- **DIRECTIVE 1**
Count the lines in the records below that contain the word "yellow". Give only the number.

- **EXTRACT TO READ**
.....

We addressed a situation similar to the one before us in Scott, where the trial court entered summary judgment in favor of Seymour premised partly on governmental immunity. In reversing, we determined Seymour’s decision was not the re-suit of a policy-oriented decision-making process as contemplated in Peavler.

As she was walking, Scott’s shoe was caught in a hole in the street and she fell and fractured her foot. When Scott fell, Seymour was in the midst of a downtown redevelopment project, and maintenance and resurfacing of the street had been delayed until the end of the project. The project required cutting several downtown streets for underground wiring and curb installations. The application of asphalt overlay was delayed on the street where Scott was injured until other work on the project had been completed.

We found the decision to delay the resurfacing of the downtown area did not result from “a systematic decision-making process involving the formulation of basic policy characterized by official judgment.” Id. at 591. “We are concerned specifically with the actual decision-making process which occurred in this instance.” Id. The trial court therefore erred when it determined Seymour was entitled to governmental immunity.

The Seymour Board of Public Works was the governmental entity with legal authority and responsibility for the maintenance and resurfacing of city streets. In support of its claim of immunity, Seymour designated the deposition of the City Engineer and Director of Public Works, who testified he decided the application of asphalt overlay on the affected downtown streets should be delayed until the end of the redevelopment project so the overlay would be applied only once, thereby conserving Seymour’s resources. The mayor testified he believed the Board had authorized the delay of asphalt overlay to the downtown area, and said “you wouldn’t want to do the asphalt and then cut it back *1210up and put the railroad in, it’s like painting a wall then tearing the wall out.” Id. at 590. Finally, Seymour designated the deposition of a Board member who was not on the Board when the decision to delay resurfacing of the street was made, but knew that based on the recommendation of the City Engineer, application of the overlay had been postponed until the end of the project. “[Y]ou don’t want to go in there and do something, overlay, and then turn around and have to cut it out and then turn around and spend more taxpayer money then going back in and trying to overlay it again or to repair it.” Id.

From that record we found “no evidence of official Board action.” Id. The depositions in Scott did not suffice because:

It is well-settled in Indiana that boards and commissions speak or act officially only through the minutes and records made at duly organized meetings. Evidence outside of the board’s minutes and records that the board presumed to act in its official capacity is not competent evidence to substitute for the minutes and records of regular board action. The actions of individual members of a board or commission outside a meeting cannot be substituted for the actions at a duly constituted meeting or for the minutes thereof.

.....

- **INFORMATION SHOWN**
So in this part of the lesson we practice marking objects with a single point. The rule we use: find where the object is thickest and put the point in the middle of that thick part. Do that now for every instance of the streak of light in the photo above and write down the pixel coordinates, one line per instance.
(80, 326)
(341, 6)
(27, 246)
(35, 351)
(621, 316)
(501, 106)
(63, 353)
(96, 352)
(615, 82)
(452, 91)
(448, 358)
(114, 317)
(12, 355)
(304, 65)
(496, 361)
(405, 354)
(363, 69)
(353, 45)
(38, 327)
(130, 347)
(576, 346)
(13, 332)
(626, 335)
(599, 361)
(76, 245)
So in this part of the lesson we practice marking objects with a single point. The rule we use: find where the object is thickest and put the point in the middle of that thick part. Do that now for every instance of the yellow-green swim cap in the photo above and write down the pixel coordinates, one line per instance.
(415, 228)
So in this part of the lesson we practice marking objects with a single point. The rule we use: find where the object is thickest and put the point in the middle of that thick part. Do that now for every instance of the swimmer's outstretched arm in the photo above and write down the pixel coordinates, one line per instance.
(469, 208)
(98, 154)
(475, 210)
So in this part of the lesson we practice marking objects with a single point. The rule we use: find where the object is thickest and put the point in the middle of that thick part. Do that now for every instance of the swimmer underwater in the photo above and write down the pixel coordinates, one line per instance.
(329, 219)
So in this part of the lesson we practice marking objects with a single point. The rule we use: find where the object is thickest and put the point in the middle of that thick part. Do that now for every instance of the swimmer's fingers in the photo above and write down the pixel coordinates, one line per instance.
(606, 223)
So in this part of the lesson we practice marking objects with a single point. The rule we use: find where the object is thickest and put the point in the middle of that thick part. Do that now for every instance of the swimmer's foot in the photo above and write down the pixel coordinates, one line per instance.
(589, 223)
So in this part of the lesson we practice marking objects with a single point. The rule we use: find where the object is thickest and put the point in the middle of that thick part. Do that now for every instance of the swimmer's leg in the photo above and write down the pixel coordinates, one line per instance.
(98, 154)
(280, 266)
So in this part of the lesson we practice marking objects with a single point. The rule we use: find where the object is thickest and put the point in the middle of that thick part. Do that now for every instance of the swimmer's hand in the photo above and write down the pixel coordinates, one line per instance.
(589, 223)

.....

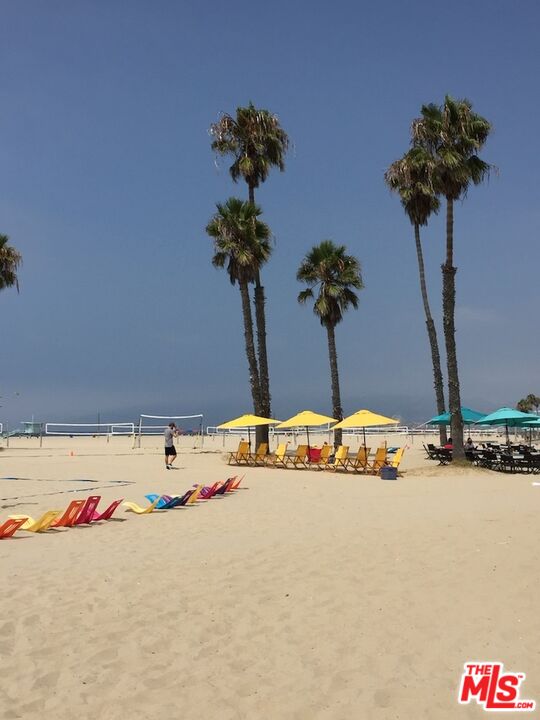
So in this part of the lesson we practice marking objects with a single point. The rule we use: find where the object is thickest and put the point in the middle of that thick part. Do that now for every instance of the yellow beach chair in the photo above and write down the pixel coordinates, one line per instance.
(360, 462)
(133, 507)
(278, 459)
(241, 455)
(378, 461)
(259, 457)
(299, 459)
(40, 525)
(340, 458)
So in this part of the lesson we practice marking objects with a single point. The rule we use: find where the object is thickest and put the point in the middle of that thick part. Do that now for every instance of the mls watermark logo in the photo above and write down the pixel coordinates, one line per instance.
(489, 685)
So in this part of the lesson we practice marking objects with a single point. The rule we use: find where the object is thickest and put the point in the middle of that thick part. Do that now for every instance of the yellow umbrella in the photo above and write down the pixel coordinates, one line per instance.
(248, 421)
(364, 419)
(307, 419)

.....

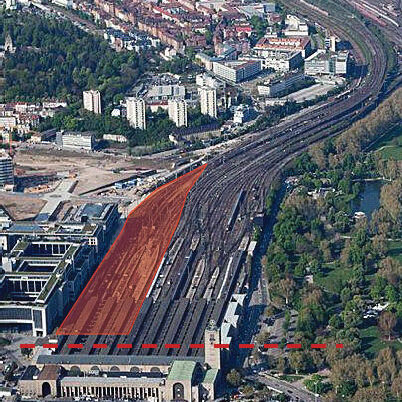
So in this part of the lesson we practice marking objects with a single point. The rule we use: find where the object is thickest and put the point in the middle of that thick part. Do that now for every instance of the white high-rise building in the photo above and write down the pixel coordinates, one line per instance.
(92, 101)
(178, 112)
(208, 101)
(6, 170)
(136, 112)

.....

- **DIRECTIVE 2**
According to the passage on Seymour's immunity claim, which governmental entity had legal authority and responsibility for maintaining and resurfacing city streets?

- **FINAL ANSWER 1**
3

- **FINAL ANSWER 2**
The Seymour Board of Public Works.